See the single-point-in-time distribution of LLM text input. This in itself would probably be enough to allow you to understand common use cases, and make hypotheses on what redesigns or new features are necessary.

Track production data over time (independently or in relation to key metrics). You could gauge the effectiveness of a change to your LLM features (e.g. better prompt wrapper, new button, etc), based on how it changes the distribution of incoming user inputs. Or you might notice that users who ask a query in a certain way are more likely to make it through your conversion pipeline

3. How can we enrich our existing analytics pipelines with these extracted attributes?

You should be able to integrate the new attribute labels into existing product analytics stacks, essentially “enriching” the data you already have. This would include Customer Data Platforms (CDPs) like Segment, and dashboards like Mode, Mixpanel, Amplitude, etc.

The following diagram shows some different ways you could hook into the existing data/product analytics stack:

In terms of ingestion, you could:

Directly log LLM input events from your website/app
Feed/post-process data from a CDP
Feed/post-process data from your data warehouse (e.g. using reverse ETL)

• RECORDS PROVIDED:
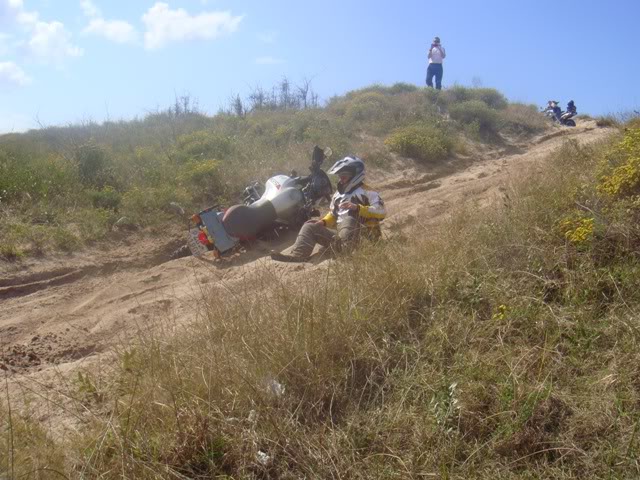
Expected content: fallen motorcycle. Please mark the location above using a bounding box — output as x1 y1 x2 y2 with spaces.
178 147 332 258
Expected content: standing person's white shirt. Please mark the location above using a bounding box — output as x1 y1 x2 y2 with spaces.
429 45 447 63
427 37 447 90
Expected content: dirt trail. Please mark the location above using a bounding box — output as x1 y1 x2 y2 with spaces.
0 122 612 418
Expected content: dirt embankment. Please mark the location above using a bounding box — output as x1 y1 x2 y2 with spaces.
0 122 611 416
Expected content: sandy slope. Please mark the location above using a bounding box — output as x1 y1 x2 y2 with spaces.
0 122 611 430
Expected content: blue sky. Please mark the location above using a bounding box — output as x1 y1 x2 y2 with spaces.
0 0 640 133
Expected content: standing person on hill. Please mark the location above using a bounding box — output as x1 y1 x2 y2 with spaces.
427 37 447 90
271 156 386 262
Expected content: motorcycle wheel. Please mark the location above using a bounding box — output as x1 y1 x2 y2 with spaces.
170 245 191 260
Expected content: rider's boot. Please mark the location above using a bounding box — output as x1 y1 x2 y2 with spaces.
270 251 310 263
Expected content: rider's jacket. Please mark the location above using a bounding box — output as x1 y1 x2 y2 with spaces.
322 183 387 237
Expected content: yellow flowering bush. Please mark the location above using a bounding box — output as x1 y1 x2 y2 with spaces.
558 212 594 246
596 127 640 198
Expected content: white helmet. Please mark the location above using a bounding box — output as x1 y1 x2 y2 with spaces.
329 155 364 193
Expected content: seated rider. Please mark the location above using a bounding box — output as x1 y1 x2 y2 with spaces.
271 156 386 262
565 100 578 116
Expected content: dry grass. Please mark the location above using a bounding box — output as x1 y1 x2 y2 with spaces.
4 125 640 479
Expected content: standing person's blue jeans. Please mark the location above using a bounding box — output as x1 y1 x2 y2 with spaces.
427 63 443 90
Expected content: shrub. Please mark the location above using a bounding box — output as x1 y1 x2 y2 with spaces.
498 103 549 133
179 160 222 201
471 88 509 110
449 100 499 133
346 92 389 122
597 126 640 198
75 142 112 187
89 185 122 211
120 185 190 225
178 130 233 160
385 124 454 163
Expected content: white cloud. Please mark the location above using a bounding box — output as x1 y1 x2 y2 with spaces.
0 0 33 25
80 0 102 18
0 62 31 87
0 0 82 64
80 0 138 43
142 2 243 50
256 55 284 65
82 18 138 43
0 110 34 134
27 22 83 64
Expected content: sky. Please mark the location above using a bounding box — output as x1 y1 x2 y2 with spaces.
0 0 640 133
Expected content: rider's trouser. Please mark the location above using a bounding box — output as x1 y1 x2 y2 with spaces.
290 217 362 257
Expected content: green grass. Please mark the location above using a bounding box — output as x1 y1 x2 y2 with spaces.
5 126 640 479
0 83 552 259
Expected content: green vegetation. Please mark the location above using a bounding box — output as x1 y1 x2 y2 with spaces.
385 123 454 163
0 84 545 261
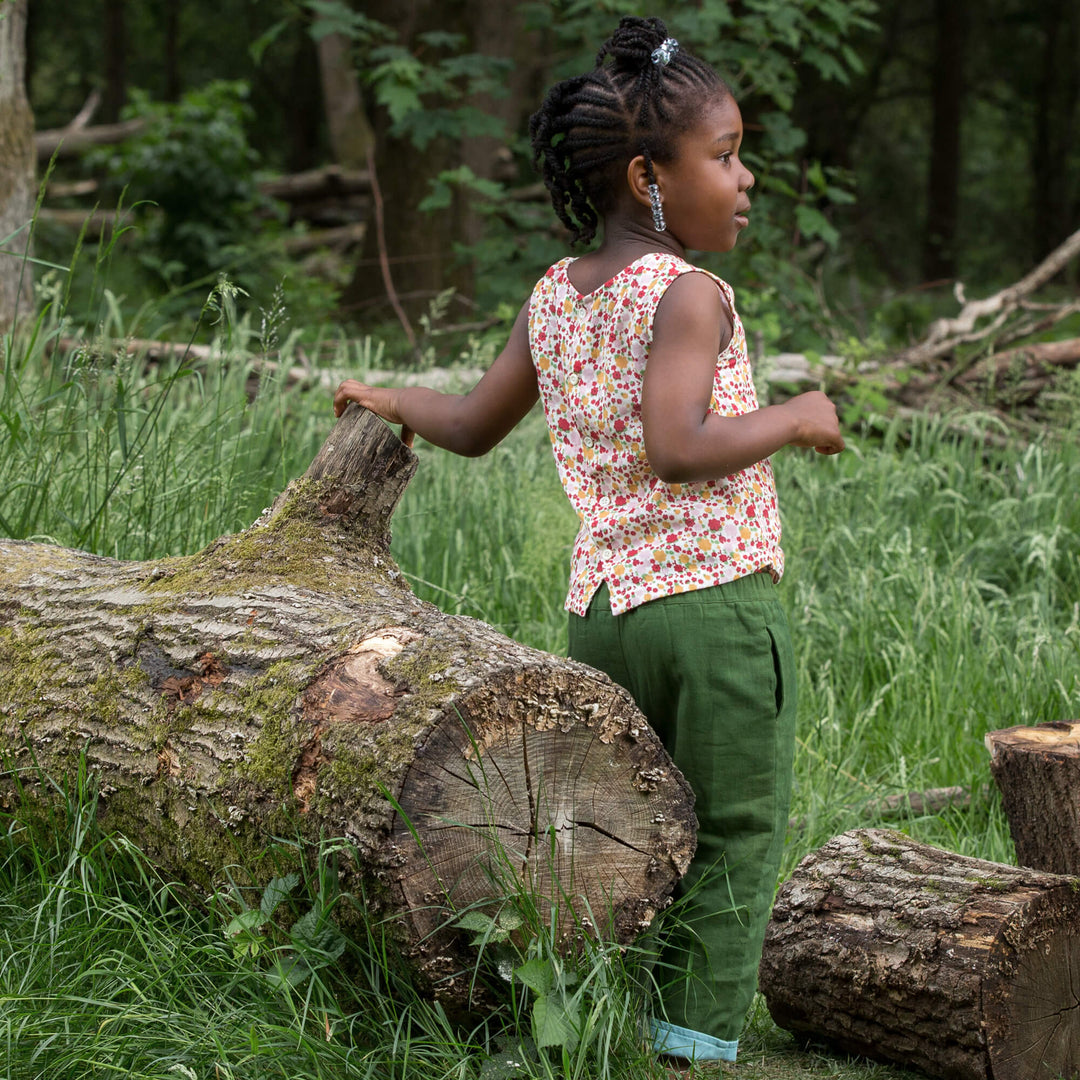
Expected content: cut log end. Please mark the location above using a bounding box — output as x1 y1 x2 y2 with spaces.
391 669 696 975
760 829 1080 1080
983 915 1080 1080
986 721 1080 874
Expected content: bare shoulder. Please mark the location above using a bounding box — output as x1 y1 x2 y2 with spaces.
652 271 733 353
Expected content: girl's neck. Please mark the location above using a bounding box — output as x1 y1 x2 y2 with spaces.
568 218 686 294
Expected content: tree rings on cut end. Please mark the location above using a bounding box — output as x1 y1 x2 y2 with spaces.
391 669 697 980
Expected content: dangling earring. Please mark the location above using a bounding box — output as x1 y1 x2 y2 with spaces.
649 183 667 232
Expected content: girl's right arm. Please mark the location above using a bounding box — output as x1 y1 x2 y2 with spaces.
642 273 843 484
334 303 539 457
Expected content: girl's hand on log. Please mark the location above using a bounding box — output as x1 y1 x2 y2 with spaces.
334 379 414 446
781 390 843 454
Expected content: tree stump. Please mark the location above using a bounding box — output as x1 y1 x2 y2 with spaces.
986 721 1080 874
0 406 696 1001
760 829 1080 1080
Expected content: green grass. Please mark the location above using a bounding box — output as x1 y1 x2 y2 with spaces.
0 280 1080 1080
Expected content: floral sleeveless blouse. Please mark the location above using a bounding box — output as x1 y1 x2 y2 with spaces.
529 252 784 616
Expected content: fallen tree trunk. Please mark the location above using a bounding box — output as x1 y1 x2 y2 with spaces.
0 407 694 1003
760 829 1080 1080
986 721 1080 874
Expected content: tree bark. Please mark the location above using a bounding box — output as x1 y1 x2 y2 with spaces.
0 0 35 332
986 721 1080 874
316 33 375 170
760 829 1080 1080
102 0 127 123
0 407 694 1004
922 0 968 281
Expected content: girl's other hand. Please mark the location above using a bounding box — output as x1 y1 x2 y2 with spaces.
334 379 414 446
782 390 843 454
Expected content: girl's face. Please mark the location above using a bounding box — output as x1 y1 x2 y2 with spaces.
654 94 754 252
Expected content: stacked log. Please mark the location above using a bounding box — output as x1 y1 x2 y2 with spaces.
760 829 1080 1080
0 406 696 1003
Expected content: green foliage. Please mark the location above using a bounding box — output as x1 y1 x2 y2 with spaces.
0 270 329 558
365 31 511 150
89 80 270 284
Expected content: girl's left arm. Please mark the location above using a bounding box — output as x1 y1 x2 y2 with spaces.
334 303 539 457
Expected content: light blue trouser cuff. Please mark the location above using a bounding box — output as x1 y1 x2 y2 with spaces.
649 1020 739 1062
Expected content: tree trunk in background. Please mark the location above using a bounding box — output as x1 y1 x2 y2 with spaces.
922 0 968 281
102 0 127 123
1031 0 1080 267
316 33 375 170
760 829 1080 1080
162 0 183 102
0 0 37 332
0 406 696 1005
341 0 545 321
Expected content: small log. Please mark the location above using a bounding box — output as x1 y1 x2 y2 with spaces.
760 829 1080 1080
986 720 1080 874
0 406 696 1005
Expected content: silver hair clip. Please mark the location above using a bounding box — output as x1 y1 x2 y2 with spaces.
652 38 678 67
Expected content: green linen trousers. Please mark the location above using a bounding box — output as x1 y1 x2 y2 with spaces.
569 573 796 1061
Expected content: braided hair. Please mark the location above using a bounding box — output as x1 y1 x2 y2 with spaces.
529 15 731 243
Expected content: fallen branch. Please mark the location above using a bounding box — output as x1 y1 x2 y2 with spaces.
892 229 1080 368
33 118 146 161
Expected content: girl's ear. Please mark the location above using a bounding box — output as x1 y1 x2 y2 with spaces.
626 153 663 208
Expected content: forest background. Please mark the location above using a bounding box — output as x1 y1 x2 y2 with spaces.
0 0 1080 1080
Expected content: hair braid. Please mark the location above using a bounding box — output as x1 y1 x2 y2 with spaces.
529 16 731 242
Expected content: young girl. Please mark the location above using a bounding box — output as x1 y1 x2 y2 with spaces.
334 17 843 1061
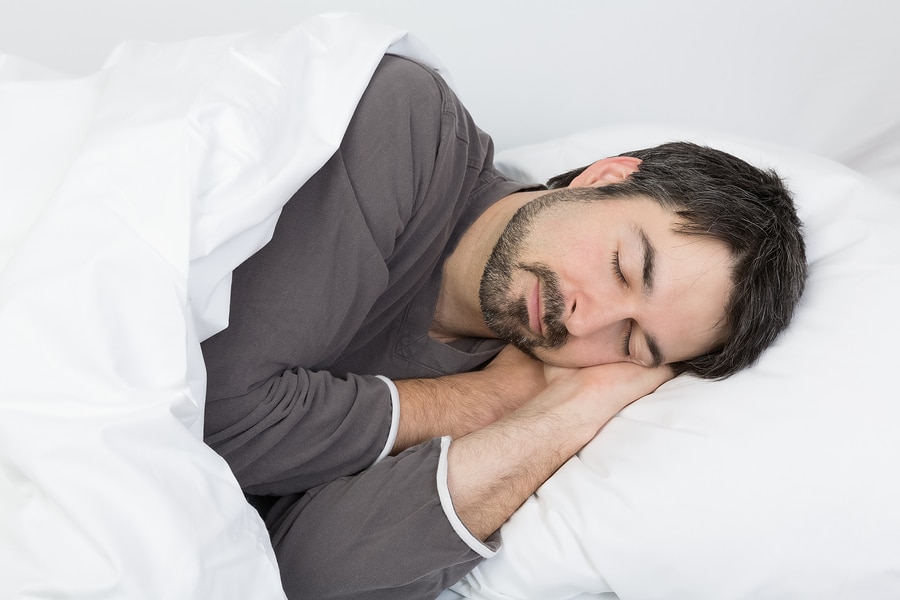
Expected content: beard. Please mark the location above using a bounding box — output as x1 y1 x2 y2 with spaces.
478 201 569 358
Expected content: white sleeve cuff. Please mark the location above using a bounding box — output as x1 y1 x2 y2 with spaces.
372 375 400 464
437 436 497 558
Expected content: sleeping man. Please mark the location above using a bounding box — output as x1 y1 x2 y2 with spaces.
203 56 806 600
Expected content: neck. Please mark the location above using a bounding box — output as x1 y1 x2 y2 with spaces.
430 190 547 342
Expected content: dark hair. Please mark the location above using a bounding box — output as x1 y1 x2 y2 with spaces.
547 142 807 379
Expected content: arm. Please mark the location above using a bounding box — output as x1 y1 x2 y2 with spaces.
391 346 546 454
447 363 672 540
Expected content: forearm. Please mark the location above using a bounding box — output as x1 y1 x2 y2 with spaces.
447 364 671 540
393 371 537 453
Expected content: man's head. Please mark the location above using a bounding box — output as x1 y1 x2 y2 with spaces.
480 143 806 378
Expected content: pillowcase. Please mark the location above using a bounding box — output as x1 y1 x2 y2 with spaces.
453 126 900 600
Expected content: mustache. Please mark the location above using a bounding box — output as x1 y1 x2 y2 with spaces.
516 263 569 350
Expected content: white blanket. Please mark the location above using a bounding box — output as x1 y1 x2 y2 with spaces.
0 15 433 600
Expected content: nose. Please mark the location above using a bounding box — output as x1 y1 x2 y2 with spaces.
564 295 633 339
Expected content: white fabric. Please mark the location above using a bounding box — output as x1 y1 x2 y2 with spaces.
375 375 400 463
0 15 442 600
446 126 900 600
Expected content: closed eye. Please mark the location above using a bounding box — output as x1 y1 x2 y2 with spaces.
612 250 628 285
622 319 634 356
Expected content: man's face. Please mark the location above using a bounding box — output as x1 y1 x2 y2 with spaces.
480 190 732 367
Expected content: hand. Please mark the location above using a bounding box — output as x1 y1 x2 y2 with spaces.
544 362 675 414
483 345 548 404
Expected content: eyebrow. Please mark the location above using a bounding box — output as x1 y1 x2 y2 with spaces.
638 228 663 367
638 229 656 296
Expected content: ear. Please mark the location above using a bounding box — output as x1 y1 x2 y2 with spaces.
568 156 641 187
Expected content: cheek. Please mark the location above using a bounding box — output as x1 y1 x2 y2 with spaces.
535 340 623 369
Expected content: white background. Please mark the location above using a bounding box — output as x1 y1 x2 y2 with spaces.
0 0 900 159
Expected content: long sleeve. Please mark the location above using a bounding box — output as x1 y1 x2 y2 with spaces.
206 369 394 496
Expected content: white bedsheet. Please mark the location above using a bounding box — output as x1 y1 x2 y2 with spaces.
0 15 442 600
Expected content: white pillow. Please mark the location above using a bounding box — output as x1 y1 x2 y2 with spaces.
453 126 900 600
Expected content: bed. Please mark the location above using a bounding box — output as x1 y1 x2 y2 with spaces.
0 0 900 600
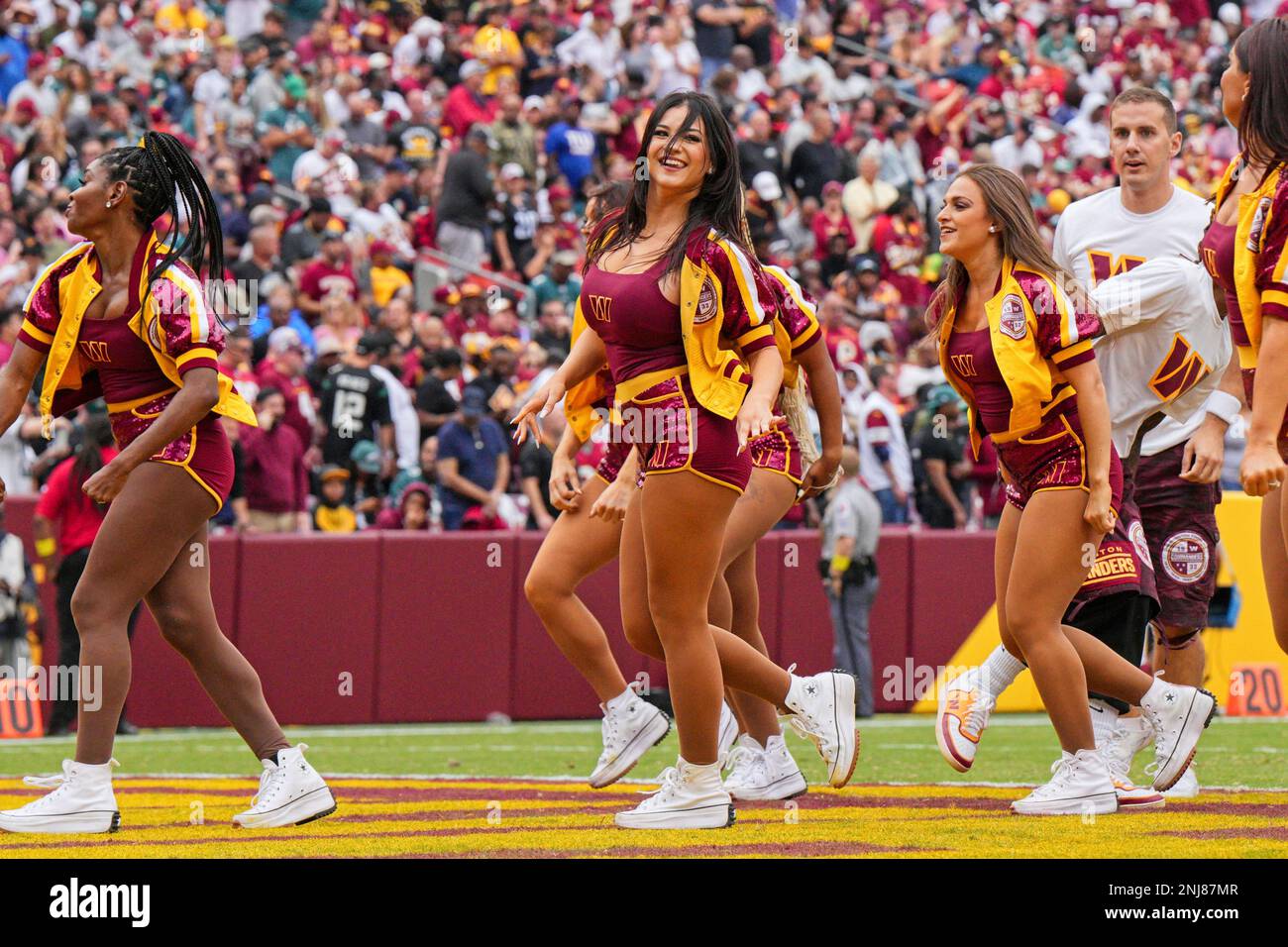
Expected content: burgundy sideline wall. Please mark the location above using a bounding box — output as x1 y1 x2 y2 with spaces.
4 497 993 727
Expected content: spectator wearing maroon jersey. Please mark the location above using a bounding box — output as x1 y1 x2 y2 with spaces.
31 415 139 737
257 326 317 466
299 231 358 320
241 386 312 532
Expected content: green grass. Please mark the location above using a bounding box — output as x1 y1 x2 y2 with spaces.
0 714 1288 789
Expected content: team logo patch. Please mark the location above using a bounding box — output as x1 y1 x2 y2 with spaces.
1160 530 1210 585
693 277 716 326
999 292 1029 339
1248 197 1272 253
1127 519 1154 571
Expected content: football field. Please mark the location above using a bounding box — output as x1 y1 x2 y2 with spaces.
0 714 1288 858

• YOUR ASSIGNMENT: Summarize the text on analyzing LLM text inputs in two sentences.

• WRITTEN RESPONSE: A single-point-in-time view of the distribution of LLM text input can reveal common use cases and suggest needed redesigns or features, while tracking production data over time can show how changes to LLM features shift the distribution of incoming user inputs. The extracted attribute labels can be integrated into existing product analytics stacks such as CDPs like Segment and dashboards like Mode, Mixpanel and Amplitude, with ingestion done by logging LLM input events directly or by feeding and post-processing data from a CDP or data warehouse.